__Task material__
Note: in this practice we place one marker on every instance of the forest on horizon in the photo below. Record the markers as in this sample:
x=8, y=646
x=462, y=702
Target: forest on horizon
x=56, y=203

__About this task__
Restate the entries. Match them exactly.

__Answer for this exercise__
Note: in this practice we place one marker on every instance of the forest on horizon in the photo below. Record the markers as in this sample:
x=8, y=646
x=462, y=702
Target: forest on horizon
x=56, y=203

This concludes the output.